_Given instruction_:
Print the following lines with no changes.

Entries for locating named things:
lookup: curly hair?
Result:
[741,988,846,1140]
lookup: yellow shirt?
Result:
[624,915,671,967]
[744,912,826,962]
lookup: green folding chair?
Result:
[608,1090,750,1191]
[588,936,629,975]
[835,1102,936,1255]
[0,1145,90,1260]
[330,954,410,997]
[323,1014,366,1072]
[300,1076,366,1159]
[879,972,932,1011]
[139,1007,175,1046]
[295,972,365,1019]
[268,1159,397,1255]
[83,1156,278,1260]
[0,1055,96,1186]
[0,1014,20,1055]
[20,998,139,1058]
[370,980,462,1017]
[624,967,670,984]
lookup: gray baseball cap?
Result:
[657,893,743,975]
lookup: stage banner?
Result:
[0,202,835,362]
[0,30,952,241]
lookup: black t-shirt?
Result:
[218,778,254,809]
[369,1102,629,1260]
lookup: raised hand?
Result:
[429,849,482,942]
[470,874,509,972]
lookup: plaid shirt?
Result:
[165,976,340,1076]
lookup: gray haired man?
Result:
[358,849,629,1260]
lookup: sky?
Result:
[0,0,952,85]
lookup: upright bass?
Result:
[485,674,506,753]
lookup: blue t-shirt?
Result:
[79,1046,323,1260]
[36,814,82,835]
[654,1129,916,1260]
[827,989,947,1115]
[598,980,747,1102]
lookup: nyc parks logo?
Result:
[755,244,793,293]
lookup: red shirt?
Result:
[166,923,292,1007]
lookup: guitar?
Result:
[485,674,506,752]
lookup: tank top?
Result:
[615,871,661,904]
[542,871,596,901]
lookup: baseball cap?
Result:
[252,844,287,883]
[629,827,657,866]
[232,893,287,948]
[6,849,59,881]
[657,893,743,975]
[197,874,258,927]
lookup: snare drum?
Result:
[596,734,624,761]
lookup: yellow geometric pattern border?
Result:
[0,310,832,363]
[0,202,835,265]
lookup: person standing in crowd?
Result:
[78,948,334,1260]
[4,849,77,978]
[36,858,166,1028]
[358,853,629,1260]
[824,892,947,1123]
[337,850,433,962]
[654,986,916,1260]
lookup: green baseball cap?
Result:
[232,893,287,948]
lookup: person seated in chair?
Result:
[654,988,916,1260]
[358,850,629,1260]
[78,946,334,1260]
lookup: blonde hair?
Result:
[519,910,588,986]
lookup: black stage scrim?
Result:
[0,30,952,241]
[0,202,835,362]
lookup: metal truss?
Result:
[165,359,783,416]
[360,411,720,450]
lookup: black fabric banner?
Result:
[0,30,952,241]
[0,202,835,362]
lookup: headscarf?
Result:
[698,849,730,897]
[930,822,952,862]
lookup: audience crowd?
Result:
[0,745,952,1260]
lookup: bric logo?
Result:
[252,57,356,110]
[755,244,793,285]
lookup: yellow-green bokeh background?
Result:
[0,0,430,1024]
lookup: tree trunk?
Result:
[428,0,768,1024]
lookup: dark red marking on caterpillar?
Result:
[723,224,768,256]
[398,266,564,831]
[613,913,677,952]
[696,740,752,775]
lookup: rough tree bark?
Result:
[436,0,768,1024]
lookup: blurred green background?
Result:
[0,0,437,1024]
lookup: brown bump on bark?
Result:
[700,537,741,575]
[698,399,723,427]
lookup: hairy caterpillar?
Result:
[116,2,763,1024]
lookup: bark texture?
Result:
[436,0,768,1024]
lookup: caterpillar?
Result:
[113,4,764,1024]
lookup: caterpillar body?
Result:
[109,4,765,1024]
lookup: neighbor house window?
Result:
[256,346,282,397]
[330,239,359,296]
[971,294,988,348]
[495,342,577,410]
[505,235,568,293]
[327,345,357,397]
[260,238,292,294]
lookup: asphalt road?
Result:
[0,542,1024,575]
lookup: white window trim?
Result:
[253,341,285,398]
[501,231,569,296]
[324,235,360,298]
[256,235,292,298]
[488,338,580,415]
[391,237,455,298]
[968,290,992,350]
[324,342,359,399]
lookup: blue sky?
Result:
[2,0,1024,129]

_Result of this exercise_:
lookup: curly hair?
Result:
[741,988,846,1140]
lookup: yellow shirt?
Result:
[624,915,671,967]
[744,912,826,962]
lookup: green folding chair?
Result:
[608,1090,750,1191]
[588,936,629,975]
[835,1102,936,1255]
[0,1145,90,1260]
[330,954,410,997]
[323,1014,366,1072]
[300,1076,366,1159]
[879,972,932,1011]
[139,1007,175,1046]
[295,972,365,1019]
[268,1159,397,1255]
[83,1156,278,1260]
[0,1055,96,1186]
[0,1014,20,1055]
[20,998,139,1058]
[370,980,462,1017]
[624,967,670,984]
lookup: gray baseball cap?
Result:
[657,893,743,975]
lookup: stage banner?
Result:
[0,202,835,362]
[0,30,952,241]
lookup: black t-shirt?
Result:
[218,778,254,809]
[369,1102,629,1260]
lookup: raised hand?
Result:
[429,849,482,942]
[470,874,509,972]
lookup: plaid shirt?
Result:
[165,976,340,1076]
lookup: gray haired man?
Result:
[358,849,629,1260]
lookup: sky?
Result:
[0,0,952,85]
lookup: upright bass?
Result:
[485,674,506,753]
lookup: blue t-shirt?
Result:
[79,1046,323,1260]
[36,814,82,835]
[654,1129,916,1260]
[827,989,947,1115]
[598,980,747,1102]
lookup: nyc parks logo?
Result:
[755,244,793,293]
lookup: red shirt?
Result:
[166,923,292,1007]
lookup: guitar?
Result:
[485,674,506,752]
lookup: tank top?
Result:
[615,871,661,904]
[542,871,596,901]
lookup: baseball cap?
Result:
[252,844,287,883]
[629,827,657,866]
[232,893,287,948]
[6,849,59,881]
[657,893,743,975]
[197,874,258,927]
lookup: snare drum?
Result:
[596,734,624,761]
lookup: yellow geometric pattern border?
Result:
[0,310,832,363]
[0,202,835,265]
lookup: person standing in crowd?
Result:
[78,948,334,1260]
[4,849,77,978]
[36,858,166,1028]
[358,853,629,1260]
[824,892,947,1123]
[337,850,433,962]
[654,986,916,1260]
lookup: green baseball cap?
Result:
[232,893,287,948]
lookup: person seated in chair?
Result:
[654,988,916,1260]
[358,850,629,1260]
[78,946,334,1260]
lookup: blonde hair?
Result:
[519,910,588,986]
lookup: black stage scrim?
Result:
[0,30,952,241]
[0,202,835,362]
lookup: metal truss?
Result:
[165,359,783,416]
[360,411,720,450]
lookup: black fabric banner?
Result:
[0,30,952,241]
[0,202,835,362]
lookup: headscarf?
Result:
[698,849,730,897]
[930,822,952,862]
lookup: audience crowd?
Result:
[0,745,952,1260]
lookup: bric logo?
Result:
[252,57,356,110]
[755,244,793,285]
lookup: yellow-green bokeh background?
Result:
[0,0,430,1024]
lookup: tree trunk?
Result:
[428,0,768,1024]
lookup: dark red marking on caterpillar?
Result:
[723,224,768,256]
[398,266,564,831]
[613,913,677,952]
[696,740,752,775]
lookup: rough tree bark?
Result:
[436,0,768,1024]
lookup: blurred green background?
Result:
[0,0,437,1024]
lookup: brown bump on bark?
Result:
[700,537,741,575]
[698,399,723,427]
lookup: hairy caterpillar?
Result:
[116,2,763,1024]
lookup: bark texture?
Result:
[436,0,768,1024]
lookup: caterpillar?
Result:
[113,4,764,1024]
lookup: caterpillar body?
Result:
[109,4,765,1024]
lookup: neighbor house window?
Result:
[256,346,282,397]
[330,239,359,296]
[971,294,988,348]
[495,342,577,410]
[505,235,568,293]
[327,345,357,397]
[260,238,292,294]
lookup: asphalt road?
Result:
[0,542,1024,575]
lookup: white window trim?
Result:
[253,341,285,398]
[501,231,569,296]
[324,235,360,298]
[256,235,292,298]
[488,338,580,415]
[391,237,455,298]
[968,290,992,350]
[324,342,359,399]
lookup: blue sky?
Result:
[2,0,1024,129]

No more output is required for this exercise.